Document passage:
-=-=-
KUALA LUMPUR, Oct 1 — The upcoming Bagan Pinang by-election is the best chance for Barisan Nasional (BN) to end the opposition’s winning streak, but the ruling coalition is starting off on a defensive note.
In an all too familiar scenario, Umno yet again enters the campaign defending its choice of candidate.
It picked former Negri Sembilan Mentri Besar Tan Sri Isa Samad to contest the by-election.
Isa, 59, is popular with the grassroots but is tainted, having been suspended for three years from Umno for buying votes during the 2004 party elections.
By picking Isa, Umno is seen as riding roughshod over public sentiment.
The by-election was called after a former Umno assemblyman died last month. Polling will take place on Oct 11.
Umno was also on the defensive in the last by-election in Penang when it fielded a disbarred lawyer. It lost that round.
Its leaders are trying to paint the choice of Isa as that of the people of this coastal constituency in Negri Sembilan.
“The people of Bagan Pinang and Teluk Kemang, and not only Umno but people of all races, wanted him,” Home Minister Datuk Seri Hishammuddin Hussein said.
Few would disagree that Isa has what it takes to win. He has a loyal base of support in the area.
An Umno divisional leader told The Straits Times that the party could not afford to lose after six consecutive losses in by-elections in the peninsula since last year’s general election.
“The party is fragile now,” he said.
It is thus reluctant to take a risk even though the demographics of the seat heavily favour the BN.
Of the 13,600 voters, 4,600 are postal voters from a nearby army camp. Postal votes are a safe vote bank for the BN.
-=-=-
Data lines:
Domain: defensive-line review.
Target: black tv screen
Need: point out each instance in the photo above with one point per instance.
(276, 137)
-=-=-
Written request 1:
Answer these from the Bagan Pinang by-election article:
(a) Whom did Umno pick to contest the by-election?
(b) On what date will polling take place?
(c) How many of the constituency's 13,600 voters are postal voters?
Written request 2: Resume the Bagan Pinang by-election article from its last sentence.
The lines have no connection to the text.

Result 1:
(a) Tan Sri Isa Samad, a former Negri Sembilan Mentri Besar.
(b) Oct 11.
(c) 4,600.

Result 2:
The remaining 9,000 voters are divided into 63 per cent Malays, 21 per cent Indians, 11 per cent Chinese, and the rest classified as others.
Umno won the seat in last year’s general election with a majority of 2,333 votes.
Analyst Ong Kian Ming, who specialises in electoral politics, said 63 per cent of the Malay vote then went to the BN, excluding the postal votes.
As for the non-Malays, the BN picked up 42 per cent of the votes.
The high level of Malay support and large number of postal votes are factors that favour Umno.
But it is clear that Umno does not want to take any chances.
Its pledge to reform has suddenly started to ring hollow, say critics.
“Malaysians shook their heads in dismay at Isa’s nomination,” said veteran opposition MP Lim Kit Siang.
Tun Dr Mahathir Mohamad, who strongly opposed the choice of Isa, said he will not be campaigning for the BN.
“Well, he is the party nominee… My personal feelings do not count,” he said.
Umno Youth chief Khairy Jamaluddin, an MP in Negri Sembilan, said the party has to be proactive in countering the inevitable backlash.
“He has paid the penalty. There must be some rehabilitation,” he said.
He also pointed out that the opposition cannot take the moral high ground because it, too, has tainted leaders.
Isa will be up against Negri Sembilan PAS commissioner Zulkefly Mohamad Omar, 44.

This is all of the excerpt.